On s’assoit pour déjeuner. Moi, je meurs de faim mais quand je vois les moules arriver et surtout que je les sens, je me dis que je vais vivre sur mes réserves parce que le plat proposé par les cuisinières est comme chacun d’entre nous : unique ! C’est moules/frites ou frites/moules ! C’est comme les noms des villages ! Donc, avec les moules dont l’odeur hyper iodée me soulève le cœur, arrivent des frites… Bon, je les grignote en demandant à mon estomac de faire comme s’il mangeait des endives à l’eau et surtout je papote avec les uns et les autres et je dois dire que je me régale de mots. C’est bien plus nourrissant… Enfin, quand il n’y a rien d’autre… Et puis, les musiciens s’installent, mon chanteur préféré en fait de même et c’est parti pour une après-midi de zique au taquet !!

+++

> **OBJECTIF 1**: Recopiez à l'identique le passage de l'extrait sur le déjeuner qui commence par « On s’assoit pour » et se poursuit jusqu'à « zique au taquet !! ».

+++

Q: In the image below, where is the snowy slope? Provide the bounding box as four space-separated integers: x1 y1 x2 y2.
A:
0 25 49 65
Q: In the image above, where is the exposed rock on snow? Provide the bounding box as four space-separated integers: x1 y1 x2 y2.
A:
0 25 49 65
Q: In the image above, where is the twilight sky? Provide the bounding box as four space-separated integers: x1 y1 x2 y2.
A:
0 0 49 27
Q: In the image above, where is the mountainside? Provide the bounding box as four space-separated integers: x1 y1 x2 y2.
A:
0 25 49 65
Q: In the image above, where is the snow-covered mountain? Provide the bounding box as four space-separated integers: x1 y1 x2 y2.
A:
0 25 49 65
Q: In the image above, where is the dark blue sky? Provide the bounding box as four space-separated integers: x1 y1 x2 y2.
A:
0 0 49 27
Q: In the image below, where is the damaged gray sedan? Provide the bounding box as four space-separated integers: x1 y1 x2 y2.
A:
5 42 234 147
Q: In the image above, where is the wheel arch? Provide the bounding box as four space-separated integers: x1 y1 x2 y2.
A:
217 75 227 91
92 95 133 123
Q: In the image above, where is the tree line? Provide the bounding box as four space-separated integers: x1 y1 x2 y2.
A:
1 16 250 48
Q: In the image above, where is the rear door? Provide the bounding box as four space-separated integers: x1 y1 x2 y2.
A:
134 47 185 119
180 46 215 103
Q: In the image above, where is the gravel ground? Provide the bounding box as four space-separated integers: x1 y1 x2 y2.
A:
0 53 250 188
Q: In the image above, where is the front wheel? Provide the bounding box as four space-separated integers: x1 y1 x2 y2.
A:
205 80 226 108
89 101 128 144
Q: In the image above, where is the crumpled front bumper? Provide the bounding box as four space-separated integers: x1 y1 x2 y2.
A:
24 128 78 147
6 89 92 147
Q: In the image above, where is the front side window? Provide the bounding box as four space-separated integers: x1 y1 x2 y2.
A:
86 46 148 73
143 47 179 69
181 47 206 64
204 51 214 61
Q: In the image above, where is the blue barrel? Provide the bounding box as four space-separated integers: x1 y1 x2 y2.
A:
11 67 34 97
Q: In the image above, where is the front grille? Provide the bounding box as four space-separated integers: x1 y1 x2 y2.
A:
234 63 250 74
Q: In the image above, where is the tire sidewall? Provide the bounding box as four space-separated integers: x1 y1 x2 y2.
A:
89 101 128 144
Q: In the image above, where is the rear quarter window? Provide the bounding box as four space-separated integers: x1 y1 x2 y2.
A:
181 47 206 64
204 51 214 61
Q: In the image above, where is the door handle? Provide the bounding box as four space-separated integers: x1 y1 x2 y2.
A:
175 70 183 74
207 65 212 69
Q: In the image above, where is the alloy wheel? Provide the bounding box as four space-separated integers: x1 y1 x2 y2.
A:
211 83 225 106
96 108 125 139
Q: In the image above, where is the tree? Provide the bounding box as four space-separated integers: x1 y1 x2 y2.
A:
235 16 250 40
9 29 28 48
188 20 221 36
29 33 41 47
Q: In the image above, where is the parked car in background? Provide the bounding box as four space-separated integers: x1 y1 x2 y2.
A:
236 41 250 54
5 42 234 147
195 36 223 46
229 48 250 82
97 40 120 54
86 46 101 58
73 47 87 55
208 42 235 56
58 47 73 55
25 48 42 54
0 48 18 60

+++

> **OBJECTIF 2**: Dans les enregistrements, de la ligne qui contient « Q: In the image above, where is the front wheel? » jusqu'à celle qui contient « 6 89 92 147 » incluses, remplacez « bounding box » par « enclosing box ». Redonnez seulement ces lignes, sans rien y changer d'autre.

> **RÉPONSE 1**:
On s’assoit pour déjeuner. Moi, je meurs de faim mais quand je vois les moules arriver et surtout que je les sens, je me dis que je vais vivre sur mes réserves parce que le plat proposé par les cuisinières est comme chacun d’entre nous : unique ! C’est moules/frites ou frites/moules ! C’est comme les noms des villages ! Donc, avec les moules dont l’odeur hyper iodée me soulève le cœur, arrivent des frites… Bon, je les grignote en demandant à mon estomac de faire comme s’il mangeait des endives à l’eau et surtout je papote avec les uns et les autres et je dois dire que je me régale de mots. C’est bien plus nourrissant… Enfin, quand il n’y a rien d’autre… Et puis, les musiciens s’installent, mon chanteur préféré en fait de même et c’est parti pour une après-midi de zique au taquet !!

> **RÉPONSE 2**:
Q: In the image above, where is the front wheel? Provide the enclosing box as four space-separated integers: x1 y1 x2 y2.
A:
205 80 226 108
89 101 128 144
Q: In the image above, where is the crumpled front bumper? Provide the enclosing box as four space-separated integers: x1 y1 x2 y2.
A:
24 128 78 147
6 89 92 147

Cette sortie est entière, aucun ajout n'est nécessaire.